**Stated problem**
Format the lines of the data below, from the line containing "Reviewer note: check that every instance of the green leafy" through the end of the data, as a JSON list of strings with one string per line and blank lines omitted.

Data records
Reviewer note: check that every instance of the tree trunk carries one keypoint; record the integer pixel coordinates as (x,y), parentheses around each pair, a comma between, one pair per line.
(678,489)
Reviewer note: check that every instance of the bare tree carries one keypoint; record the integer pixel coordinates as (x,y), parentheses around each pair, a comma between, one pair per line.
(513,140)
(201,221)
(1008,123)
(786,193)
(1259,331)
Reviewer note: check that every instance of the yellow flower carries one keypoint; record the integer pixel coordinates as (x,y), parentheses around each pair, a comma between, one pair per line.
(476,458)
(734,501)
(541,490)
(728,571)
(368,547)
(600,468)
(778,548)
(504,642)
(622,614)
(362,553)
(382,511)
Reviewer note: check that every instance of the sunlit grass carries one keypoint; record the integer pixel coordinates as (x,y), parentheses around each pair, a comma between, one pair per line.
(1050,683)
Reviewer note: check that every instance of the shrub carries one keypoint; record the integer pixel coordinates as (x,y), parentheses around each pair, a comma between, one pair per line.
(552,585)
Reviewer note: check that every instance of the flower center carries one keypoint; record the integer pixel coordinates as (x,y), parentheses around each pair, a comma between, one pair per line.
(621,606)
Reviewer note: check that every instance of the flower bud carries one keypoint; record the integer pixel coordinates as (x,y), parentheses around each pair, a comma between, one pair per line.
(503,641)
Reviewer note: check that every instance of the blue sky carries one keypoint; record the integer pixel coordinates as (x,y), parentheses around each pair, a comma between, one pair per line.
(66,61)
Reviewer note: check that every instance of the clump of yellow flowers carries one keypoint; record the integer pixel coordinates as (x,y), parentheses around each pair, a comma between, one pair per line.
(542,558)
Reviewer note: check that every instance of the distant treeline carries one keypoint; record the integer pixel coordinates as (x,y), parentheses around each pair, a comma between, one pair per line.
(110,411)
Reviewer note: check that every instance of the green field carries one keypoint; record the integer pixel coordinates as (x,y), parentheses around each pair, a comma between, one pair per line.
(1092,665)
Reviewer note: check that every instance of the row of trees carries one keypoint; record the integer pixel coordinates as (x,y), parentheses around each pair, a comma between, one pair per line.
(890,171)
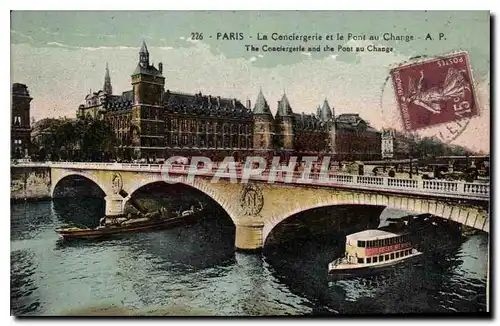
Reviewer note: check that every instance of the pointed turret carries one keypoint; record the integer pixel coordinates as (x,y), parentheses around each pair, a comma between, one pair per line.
(284,108)
(261,107)
(326,112)
(107,88)
(263,124)
(284,117)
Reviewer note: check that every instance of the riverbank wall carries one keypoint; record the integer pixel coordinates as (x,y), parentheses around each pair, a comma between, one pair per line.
(31,183)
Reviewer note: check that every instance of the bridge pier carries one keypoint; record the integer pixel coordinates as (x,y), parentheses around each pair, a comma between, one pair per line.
(114,205)
(249,236)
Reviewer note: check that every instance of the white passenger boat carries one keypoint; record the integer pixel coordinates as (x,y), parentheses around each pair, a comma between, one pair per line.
(372,250)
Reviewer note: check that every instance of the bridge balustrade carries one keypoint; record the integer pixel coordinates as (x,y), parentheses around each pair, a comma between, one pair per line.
(442,186)
(477,188)
(370,180)
(402,183)
(324,179)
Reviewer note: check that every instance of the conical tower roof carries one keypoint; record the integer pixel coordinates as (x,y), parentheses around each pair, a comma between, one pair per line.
(107,88)
(144,48)
(261,106)
(284,108)
(326,111)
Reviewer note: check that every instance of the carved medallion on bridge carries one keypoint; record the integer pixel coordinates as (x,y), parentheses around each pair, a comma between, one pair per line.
(251,199)
(117,183)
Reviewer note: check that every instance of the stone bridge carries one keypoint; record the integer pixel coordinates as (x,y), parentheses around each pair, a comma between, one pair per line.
(257,206)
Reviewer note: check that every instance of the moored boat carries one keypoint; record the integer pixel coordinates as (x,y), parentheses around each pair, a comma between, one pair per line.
(141,223)
(373,250)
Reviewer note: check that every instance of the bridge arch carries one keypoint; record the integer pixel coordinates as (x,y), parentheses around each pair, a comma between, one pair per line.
(201,185)
(470,216)
(57,178)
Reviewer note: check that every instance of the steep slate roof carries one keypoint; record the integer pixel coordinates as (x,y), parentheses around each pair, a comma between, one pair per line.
(308,122)
(261,107)
(120,102)
(150,70)
(326,112)
(144,48)
(205,105)
(284,108)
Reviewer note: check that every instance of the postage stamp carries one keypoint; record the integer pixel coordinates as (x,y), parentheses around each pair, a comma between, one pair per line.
(435,91)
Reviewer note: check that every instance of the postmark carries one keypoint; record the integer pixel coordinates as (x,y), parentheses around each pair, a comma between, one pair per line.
(435,91)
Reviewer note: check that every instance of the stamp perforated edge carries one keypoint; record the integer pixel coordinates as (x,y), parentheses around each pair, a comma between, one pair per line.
(426,59)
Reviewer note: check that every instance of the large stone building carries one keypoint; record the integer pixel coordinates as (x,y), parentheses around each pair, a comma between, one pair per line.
(20,128)
(394,145)
(153,123)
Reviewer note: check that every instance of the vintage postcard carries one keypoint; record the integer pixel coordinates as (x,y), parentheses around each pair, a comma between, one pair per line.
(250,163)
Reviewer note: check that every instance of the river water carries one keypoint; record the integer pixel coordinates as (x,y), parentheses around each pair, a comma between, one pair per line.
(194,270)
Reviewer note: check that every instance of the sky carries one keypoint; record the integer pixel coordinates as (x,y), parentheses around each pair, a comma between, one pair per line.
(63,55)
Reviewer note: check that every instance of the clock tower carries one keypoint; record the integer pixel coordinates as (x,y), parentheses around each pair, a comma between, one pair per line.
(148,84)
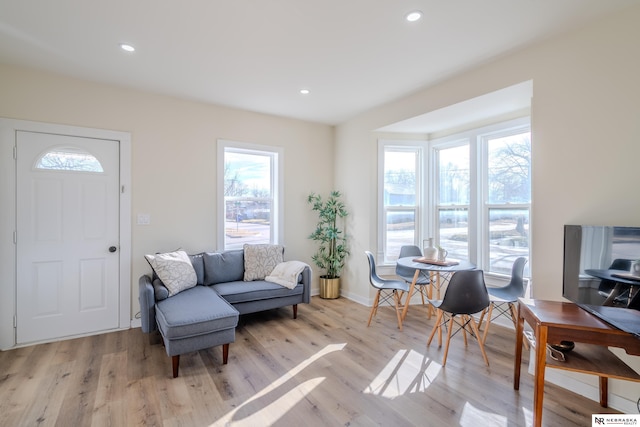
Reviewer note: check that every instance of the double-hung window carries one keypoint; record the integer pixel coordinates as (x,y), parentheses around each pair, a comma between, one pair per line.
(470,191)
(249,194)
(483,195)
(401,195)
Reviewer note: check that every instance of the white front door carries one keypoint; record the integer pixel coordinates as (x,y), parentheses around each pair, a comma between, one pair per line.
(68,220)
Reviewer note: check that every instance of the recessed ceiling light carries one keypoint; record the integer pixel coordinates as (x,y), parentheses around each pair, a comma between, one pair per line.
(414,16)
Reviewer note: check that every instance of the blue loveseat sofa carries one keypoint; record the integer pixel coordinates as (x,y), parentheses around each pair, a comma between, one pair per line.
(206,315)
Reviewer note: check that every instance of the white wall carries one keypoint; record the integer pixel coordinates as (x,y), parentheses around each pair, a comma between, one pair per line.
(585,145)
(174,157)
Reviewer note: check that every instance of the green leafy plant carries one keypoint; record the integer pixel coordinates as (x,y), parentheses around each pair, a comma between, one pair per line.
(332,251)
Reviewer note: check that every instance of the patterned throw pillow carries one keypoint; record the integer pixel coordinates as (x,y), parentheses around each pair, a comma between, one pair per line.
(260,260)
(175,270)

**Full solution**
[
  "Reviewer note: check that every instance of the green leafy plant carries one keypoint; record the integer pixel coordinates as (x,y), parentheses around each pair, a comma between, one pair per line.",
  "(332,251)",
  "Reviewer note: check that every instance of the patterned throw pillow carries one keypoint; record the integer pixel coordinates as (x,y), parentheses around each pair, a comma between, one pair per line.",
  "(260,260)",
  "(175,270)"
]